** Opening RECORDS FOR THE TASK block **

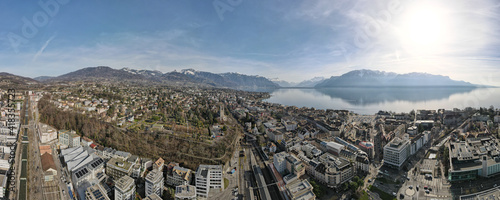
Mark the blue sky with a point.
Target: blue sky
(291, 40)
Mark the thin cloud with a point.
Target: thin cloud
(39, 52)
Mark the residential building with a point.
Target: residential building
(333, 147)
(279, 161)
(49, 167)
(47, 133)
(117, 168)
(185, 192)
(125, 188)
(473, 158)
(69, 138)
(397, 152)
(177, 175)
(159, 164)
(96, 192)
(208, 177)
(154, 183)
(300, 190)
(153, 197)
(294, 166)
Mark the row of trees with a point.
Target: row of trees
(146, 144)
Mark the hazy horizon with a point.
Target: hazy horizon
(292, 41)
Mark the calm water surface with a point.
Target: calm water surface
(371, 100)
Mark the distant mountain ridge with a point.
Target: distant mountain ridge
(371, 78)
(8, 79)
(307, 83)
(187, 77)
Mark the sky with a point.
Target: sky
(291, 40)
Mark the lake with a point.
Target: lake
(398, 99)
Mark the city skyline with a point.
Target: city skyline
(305, 40)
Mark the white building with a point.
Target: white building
(69, 138)
(279, 161)
(154, 183)
(125, 188)
(208, 177)
(397, 151)
(177, 175)
(96, 192)
(47, 133)
(185, 192)
(333, 147)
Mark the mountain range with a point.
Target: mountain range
(307, 83)
(186, 77)
(191, 77)
(371, 78)
(8, 79)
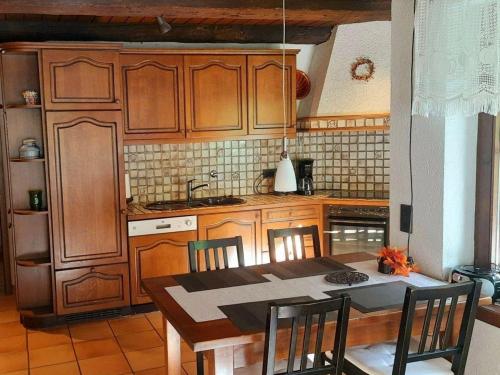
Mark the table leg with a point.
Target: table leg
(220, 361)
(172, 349)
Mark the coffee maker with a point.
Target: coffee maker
(304, 177)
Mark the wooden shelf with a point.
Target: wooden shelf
(345, 129)
(23, 106)
(30, 212)
(19, 160)
(34, 261)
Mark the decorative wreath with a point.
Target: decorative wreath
(362, 69)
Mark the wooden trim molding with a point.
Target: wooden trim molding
(485, 207)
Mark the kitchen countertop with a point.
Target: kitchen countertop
(138, 212)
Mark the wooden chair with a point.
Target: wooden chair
(289, 238)
(306, 316)
(425, 357)
(209, 247)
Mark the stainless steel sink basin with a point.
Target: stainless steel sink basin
(203, 202)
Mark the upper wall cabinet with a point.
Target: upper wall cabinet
(216, 95)
(81, 79)
(88, 201)
(153, 93)
(265, 94)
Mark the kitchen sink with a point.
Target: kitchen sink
(220, 201)
(203, 202)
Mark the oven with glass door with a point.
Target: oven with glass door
(354, 229)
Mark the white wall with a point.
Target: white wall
(484, 350)
(443, 155)
(338, 93)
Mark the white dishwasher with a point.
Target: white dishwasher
(158, 247)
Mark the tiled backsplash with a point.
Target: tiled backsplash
(343, 160)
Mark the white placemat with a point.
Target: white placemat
(203, 306)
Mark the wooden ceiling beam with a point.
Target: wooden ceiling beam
(39, 31)
(333, 11)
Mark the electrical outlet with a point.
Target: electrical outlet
(406, 218)
(268, 173)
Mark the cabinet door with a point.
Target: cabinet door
(288, 224)
(85, 154)
(153, 92)
(245, 224)
(265, 94)
(157, 255)
(92, 288)
(80, 79)
(216, 96)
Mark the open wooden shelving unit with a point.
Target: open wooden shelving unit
(28, 230)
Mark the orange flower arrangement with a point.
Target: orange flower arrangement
(397, 260)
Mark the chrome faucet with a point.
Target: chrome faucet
(190, 189)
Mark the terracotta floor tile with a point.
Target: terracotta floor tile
(115, 364)
(49, 337)
(11, 329)
(13, 361)
(139, 341)
(96, 348)
(52, 355)
(153, 371)
(13, 344)
(9, 316)
(70, 368)
(146, 359)
(132, 324)
(156, 319)
(90, 331)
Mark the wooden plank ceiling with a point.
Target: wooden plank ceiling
(249, 21)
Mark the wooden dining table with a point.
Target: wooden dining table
(232, 337)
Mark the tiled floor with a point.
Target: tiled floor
(127, 345)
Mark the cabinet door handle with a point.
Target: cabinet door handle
(163, 226)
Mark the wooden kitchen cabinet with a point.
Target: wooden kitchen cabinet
(246, 224)
(87, 192)
(153, 92)
(157, 255)
(216, 95)
(81, 79)
(92, 288)
(265, 94)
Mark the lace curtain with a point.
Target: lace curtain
(457, 57)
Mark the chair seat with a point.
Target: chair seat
(379, 360)
(280, 366)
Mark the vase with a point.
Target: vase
(382, 267)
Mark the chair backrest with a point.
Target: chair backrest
(428, 350)
(304, 318)
(294, 242)
(212, 251)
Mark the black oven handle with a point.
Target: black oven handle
(350, 222)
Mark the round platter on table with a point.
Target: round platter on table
(346, 277)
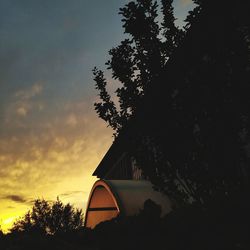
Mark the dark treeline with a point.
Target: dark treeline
(186, 228)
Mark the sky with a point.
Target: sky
(51, 139)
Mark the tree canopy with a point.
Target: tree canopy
(49, 218)
(138, 59)
(192, 135)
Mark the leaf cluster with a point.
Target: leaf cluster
(49, 218)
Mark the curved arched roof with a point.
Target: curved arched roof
(108, 198)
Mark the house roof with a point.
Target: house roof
(124, 197)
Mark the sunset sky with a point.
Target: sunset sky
(51, 139)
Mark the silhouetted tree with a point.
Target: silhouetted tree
(194, 142)
(138, 59)
(50, 218)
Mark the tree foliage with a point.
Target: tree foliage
(49, 218)
(195, 142)
(138, 59)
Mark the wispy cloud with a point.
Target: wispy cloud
(31, 92)
(15, 198)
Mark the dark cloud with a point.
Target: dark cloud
(15, 198)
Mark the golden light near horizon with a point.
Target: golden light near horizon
(51, 139)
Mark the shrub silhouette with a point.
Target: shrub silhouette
(50, 218)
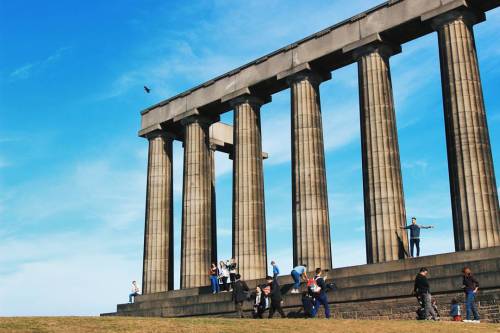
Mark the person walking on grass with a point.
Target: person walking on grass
(415, 235)
(240, 294)
(275, 296)
(319, 292)
(470, 286)
(297, 273)
(134, 292)
(423, 292)
(213, 274)
(276, 270)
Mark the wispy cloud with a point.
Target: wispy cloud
(27, 70)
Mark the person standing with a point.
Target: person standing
(423, 292)
(240, 291)
(471, 286)
(297, 273)
(320, 294)
(224, 275)
(213, 273)
(275, 297)
(276, 270)
(415, 235)
(134, 292)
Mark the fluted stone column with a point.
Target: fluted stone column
(382, 181)
(249, 226)
(158, 235)
(198, 246)
(474, 197)
(311, 226)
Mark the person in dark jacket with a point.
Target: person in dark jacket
(423, 292)
(240, 291)
(471, 286)
(320, 294)
(275, 296)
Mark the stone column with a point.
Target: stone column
(382, 181)
(311, 226)
(198, 247)
(474, 197)
(249, 226)
(158, 235)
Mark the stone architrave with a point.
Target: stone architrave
(382, 182)
(311, 226)
(198, 248)
(474, 197)
(158, 235)
(249, 225)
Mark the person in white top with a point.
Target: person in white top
(134, 292)
(224, 275)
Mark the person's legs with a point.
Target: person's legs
(412, 243)
(296, 279)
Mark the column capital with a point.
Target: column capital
(467, 15)
(370, 44)
(250, 99)
(304, 72)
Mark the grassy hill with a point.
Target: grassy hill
(212, 325)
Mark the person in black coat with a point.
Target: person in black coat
(240, 292)
(275, 297)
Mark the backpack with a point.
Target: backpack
(312, 286)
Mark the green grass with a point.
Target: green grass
(212, 325)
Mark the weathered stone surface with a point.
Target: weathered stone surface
(373, 291)
(382, 182)
(311, 226)
(198, 249)
(476, 216)
(249, 224)
(158, 234)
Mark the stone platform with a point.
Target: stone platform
(375, 291)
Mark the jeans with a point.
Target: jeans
(429, 310)
(470, 305)
(132, 295)
(296, 279)
(415, 242)
(214, 283)
(321, 299)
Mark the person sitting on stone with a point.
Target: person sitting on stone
(134, 292)
(297, 273)
(240, 294)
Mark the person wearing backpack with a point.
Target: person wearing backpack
(318, 289)
(275, 296)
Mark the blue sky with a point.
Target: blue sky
(72, 169)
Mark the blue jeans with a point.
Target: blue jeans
(296, 279)
(321, 299)
(470, 305)
(214, 282)
(132, 295)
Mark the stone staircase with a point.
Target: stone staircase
(376, 291)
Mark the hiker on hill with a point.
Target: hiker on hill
(276, 270)
(134, 292)
(275, 296)
(470, 286)
(423, 293)
(415, 234)
(213, 274)
(297, 273)
(240, 294)
(318, 289)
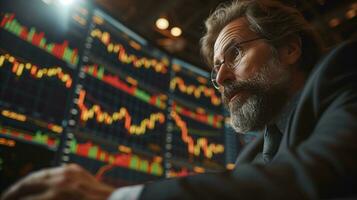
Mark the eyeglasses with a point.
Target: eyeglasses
(231, 58)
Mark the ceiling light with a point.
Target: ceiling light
(176, 31)
(162, 23)
(66, 2)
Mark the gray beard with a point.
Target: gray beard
(266, 98)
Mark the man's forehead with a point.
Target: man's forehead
(235, 30)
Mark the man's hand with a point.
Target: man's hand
(67, 182)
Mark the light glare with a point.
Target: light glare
(162, 23)
(176, 31)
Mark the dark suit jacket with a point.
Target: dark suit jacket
(317, 157)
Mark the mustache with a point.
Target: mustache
(233, 87)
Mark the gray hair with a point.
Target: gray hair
(270, 19)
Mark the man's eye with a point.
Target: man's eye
(216, 68)
(233, 54)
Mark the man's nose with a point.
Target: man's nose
(224, 74)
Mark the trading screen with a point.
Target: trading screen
(78, 86)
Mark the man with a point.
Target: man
(262, 53)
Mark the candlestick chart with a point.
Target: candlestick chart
(109, 42)
(197, 124)
(78, 83)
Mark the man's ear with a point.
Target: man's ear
(290, 52)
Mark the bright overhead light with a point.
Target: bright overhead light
(162, 23)
(176, 31)
(66, 2)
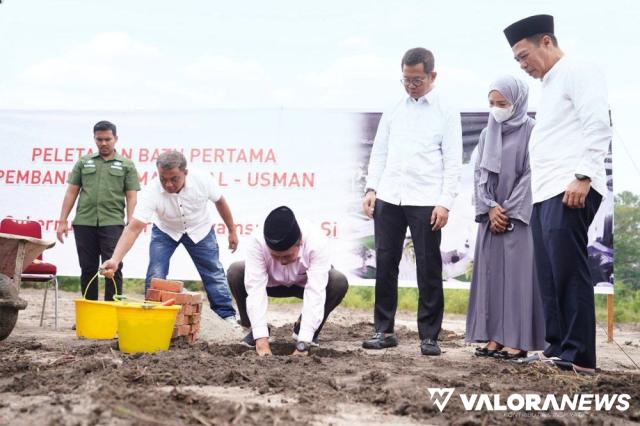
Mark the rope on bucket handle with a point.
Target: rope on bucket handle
(115, 287)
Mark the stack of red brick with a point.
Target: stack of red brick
(188, 319)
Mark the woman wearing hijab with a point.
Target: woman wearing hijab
(505, 308)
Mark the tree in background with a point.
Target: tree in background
(627, 239)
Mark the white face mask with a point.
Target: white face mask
(501, 114)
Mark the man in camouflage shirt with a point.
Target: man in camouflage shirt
(103, 181)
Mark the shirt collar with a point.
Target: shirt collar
(117, 157)
(555, 69)
(428, 98)
(186, 179)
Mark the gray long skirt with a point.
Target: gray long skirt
(504, 302)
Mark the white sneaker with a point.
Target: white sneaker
(313, 343)
(232, 321)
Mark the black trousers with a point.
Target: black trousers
(95, 244)
(337, 287)
(390, 222)
(560, 243)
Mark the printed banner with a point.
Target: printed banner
(312, 161)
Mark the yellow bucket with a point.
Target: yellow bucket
(145, 327)
(96, 319)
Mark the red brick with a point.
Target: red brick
(160, 284)
(195, 297)
(181, 330)
(192, 319)
(154, 295)
(180, 319)
(188, 309)
(180, 298)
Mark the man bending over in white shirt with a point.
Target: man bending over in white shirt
(286, 262)
(179, 199)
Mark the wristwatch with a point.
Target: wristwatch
(303, 346)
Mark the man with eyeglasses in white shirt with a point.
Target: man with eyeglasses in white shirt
(413, 175)
(178, 204)
(567, 154)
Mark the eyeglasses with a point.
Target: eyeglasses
(415, 81)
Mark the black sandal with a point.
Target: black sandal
(504, 355)
(484, 351)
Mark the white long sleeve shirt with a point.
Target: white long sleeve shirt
(187, 212)
(572, 132)
(310, 271)
(417, 153)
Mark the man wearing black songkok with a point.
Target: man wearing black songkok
(567, 150)
(286, 261)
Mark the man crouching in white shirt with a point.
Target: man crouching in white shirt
(286, 262)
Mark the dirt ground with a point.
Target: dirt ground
(50, 376)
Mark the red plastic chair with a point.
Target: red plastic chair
(38, 270)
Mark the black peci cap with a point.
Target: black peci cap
(527, 27)
(281, 230)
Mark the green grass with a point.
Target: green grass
(626, 299)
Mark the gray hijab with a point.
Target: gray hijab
(517, 93)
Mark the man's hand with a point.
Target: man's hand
(233, 240)
(63, 229)
(368, 203)
(110, 267)
(576, 193)
(262, 346)
(499, 219)
(439, 218)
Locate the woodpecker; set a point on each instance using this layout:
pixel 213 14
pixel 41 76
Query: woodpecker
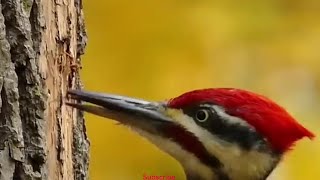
pixel 217 133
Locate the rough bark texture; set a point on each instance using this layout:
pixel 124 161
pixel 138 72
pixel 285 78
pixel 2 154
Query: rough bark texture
pixel 41 42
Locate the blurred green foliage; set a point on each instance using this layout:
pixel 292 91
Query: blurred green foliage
pixel 159 49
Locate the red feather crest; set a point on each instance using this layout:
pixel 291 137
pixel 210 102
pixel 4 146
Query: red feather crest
pixel 268 118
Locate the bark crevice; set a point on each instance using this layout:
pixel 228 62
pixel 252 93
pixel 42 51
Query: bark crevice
pixel 40 137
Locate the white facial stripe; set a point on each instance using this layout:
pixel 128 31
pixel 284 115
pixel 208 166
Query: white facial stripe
pixel 229 119
pixel 238 163
pixel 187 160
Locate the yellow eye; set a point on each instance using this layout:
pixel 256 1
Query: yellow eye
pixel 202 115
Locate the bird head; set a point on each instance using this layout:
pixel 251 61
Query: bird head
pixel 220 133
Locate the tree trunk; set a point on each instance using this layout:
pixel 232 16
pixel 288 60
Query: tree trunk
pixel 40 46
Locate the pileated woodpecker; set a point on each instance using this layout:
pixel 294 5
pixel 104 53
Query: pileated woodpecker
pixel 221 133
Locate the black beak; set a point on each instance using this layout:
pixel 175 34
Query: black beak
pixel 148 116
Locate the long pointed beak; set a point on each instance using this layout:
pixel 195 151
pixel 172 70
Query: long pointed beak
pixel 128 111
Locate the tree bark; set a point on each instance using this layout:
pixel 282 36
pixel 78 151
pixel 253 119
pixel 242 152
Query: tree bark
pixel 41 42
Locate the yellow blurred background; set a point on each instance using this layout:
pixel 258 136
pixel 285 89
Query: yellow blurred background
pixel 159 49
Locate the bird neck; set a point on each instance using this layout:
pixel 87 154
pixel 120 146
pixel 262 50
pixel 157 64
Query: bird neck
pixel 252 166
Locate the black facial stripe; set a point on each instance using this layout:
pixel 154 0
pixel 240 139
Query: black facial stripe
pixel 245 137
pixel 191 144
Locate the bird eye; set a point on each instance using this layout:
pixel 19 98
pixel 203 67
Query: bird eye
pixel 202 115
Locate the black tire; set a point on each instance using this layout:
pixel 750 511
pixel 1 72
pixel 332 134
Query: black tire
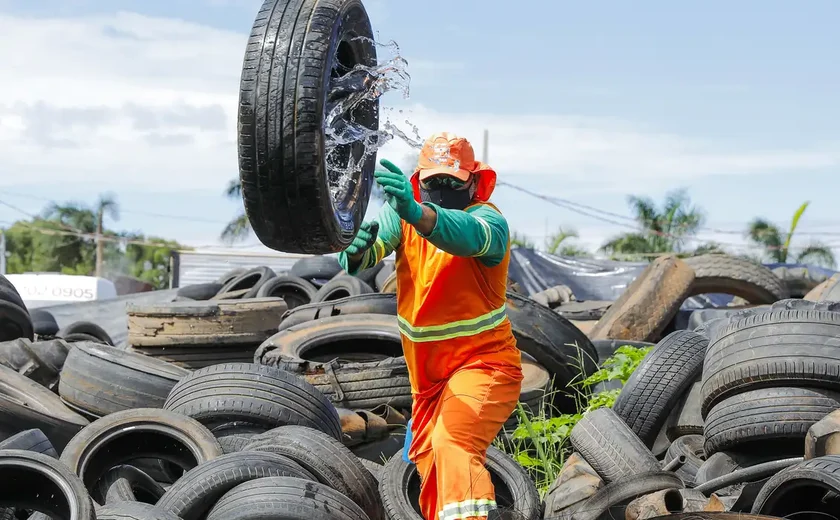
pixel 287 498
pixel 127 484
pixel 328 460
pixel 43 322
pixel 133 511
pixel 253 394
pixel 690 447
pixel 30 440
pixel 37 482
pixel 399 486
pixel 554 342
pixel 200 291
pixel 102 380
pixel 294 290
pixel 610 446
pixel 247 283
pixel 660 381
pixel 15 322
pixel 724 274
pixel 192 496
pixel 138 434
pixel 777 419
pixel 289 198
pixel 341 287
pixel 811 485
pixel 776 348
pixel 375 303
pixel 87 328
pixel 24 405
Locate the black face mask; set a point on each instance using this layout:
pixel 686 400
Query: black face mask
pixel 448 195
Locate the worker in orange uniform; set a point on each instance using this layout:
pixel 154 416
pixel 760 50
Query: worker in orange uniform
pixel 452 254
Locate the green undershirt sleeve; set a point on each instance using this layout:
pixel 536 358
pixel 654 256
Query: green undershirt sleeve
pixel 480 231
pixel 387 241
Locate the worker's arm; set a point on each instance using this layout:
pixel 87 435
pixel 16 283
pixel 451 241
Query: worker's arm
pixel 479 231
pixel 387 241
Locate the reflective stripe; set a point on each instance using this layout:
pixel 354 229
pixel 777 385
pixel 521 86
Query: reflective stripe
pixel 456 329
pixel 466 509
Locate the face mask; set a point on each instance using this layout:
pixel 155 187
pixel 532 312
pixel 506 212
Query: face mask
pixel 448 193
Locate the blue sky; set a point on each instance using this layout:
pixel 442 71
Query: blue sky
pixel 734 101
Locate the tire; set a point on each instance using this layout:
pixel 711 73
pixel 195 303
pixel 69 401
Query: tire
pixel 649 303
pixel 138 434
pixel 30 440
pixel 610 446
pixel 102 380
pixel 724 274
pixel 88 328
pixel 127 484
pixel 375 303
pixel 690 447
pixel 251 280
pixel 294 290
pixel 192 496
pixel 37 482
pixel 802 487
pixel 775 348
pixel 554 343
pixel 200 291
pixel 287 498
pixel 15 322
pixel 659 382
pixel 282 115
pixel 133 511
pixel 253 394
pixel 776 419
pixel 328 460
pixel 26 405
pixel 341 287
pixel 43 322
pixel 399 485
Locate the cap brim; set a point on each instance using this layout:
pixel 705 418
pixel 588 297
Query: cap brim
pixel 432 172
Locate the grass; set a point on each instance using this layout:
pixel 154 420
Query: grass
pixel 540 443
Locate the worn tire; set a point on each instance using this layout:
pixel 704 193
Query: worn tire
pixel 375 303
pixel 38 482
pixel 659 382
pixel 724 274
pixel 138 434
pixel 399 484
pixel 30 440
pixel 774 348
pixel 286 185
pixel 556 344
pixel 24 405
pixel 294 290
pixel 102 380
pixel 192 496
pixel 287 498
pixel 777 419
pixel 327 459
pixel 610 446
pixel 341 287
pixel 253 394
pixel 649 303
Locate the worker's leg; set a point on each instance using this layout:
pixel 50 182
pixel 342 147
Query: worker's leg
pixel 475 404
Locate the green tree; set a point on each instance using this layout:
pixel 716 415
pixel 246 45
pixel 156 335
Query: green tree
pixel 661 230
pixel 776 243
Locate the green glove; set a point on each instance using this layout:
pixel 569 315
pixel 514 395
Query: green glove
pixel 398 192
pixel 364 239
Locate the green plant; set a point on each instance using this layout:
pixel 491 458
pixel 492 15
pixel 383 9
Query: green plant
pixel 540 443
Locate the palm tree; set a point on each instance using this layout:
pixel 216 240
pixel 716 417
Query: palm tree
pixel 776 244
pixel 661 231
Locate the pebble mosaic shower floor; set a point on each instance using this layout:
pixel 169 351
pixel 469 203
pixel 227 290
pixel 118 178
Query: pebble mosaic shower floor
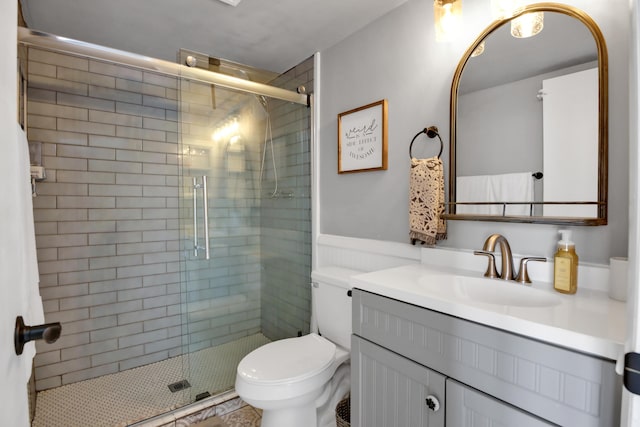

** Closing RECORDS FOR THE TASK block **

> _WHAT THIS TASK INVOLVES_
Reproduce exactly the lines above from the line with "pixel 282 36" to the line with "pixel 332 134", including both, and add nothing.

> _FINISHED EXERCISE_
pixel 282 36
pixel 78 151
pixel 253 119
pixel 242 152
Query: tree bark
pixel 41 42
Locate the yellow blurred background; set a point on each instance using this layout:
pixel 258 136
pixel 285 89
Query: yellow blurred background
pixel 159 49
Locate the bird neck; set a point on each instance using this layout:
pixel 87 154
pixel 120 146
pixel 262 50
pixel 157 64
Query: bird neck
pixel 252 166
Locate the black facial stripe; set a point on each instance using this layout:
pixel 154 0
pixel 240 139
Query: black facial stripe
pixel 245 137
pixel 191 144
Locate the bird eye; set a point on each instance using this layout:
pixel 19 98
pixel 203 67
Query: bird eye
pixel 202 115
Locate the black tire; set a point on each instance using this layout:
pixel 750 511
pixel 1 72
pixel 332 134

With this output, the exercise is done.